▶ [Data lines]:
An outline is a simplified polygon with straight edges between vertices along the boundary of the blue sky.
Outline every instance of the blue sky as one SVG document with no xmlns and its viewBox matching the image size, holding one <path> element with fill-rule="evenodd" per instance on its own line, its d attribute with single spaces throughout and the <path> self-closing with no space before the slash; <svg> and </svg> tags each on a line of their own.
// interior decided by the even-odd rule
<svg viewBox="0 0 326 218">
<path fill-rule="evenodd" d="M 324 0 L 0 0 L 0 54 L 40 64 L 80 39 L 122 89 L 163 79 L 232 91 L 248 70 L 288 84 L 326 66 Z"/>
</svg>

▶ [Aim]: Please copy all of the rows above, character for character, with nothing changed.

▶ [Solution]:
An outline is a simplified polygon with straight edges between vertices along the boundary of the blue sky.
Outline every instance of the blue sky as one SVG document with no xmlns and its viewBox matching the image size, holding one <path> element with fill-rule="evenodd" per instance on its own line, its d attribute with single spaces throughout and the <path> self-closing with no space before the slash; <svg> and </svg> tags each on a line of their own.
// interior decided by the even-odd rule
<svg viewBox="0 0 326 218">
<path fill-rule="evenodd" d="M 324 0 L 0 0 L 0 54 L 40 64 L 80 39 L 122 89 L 163 79 L 232 91 L 248 70 L 288 84 L 326 66 Z"/>
</svg>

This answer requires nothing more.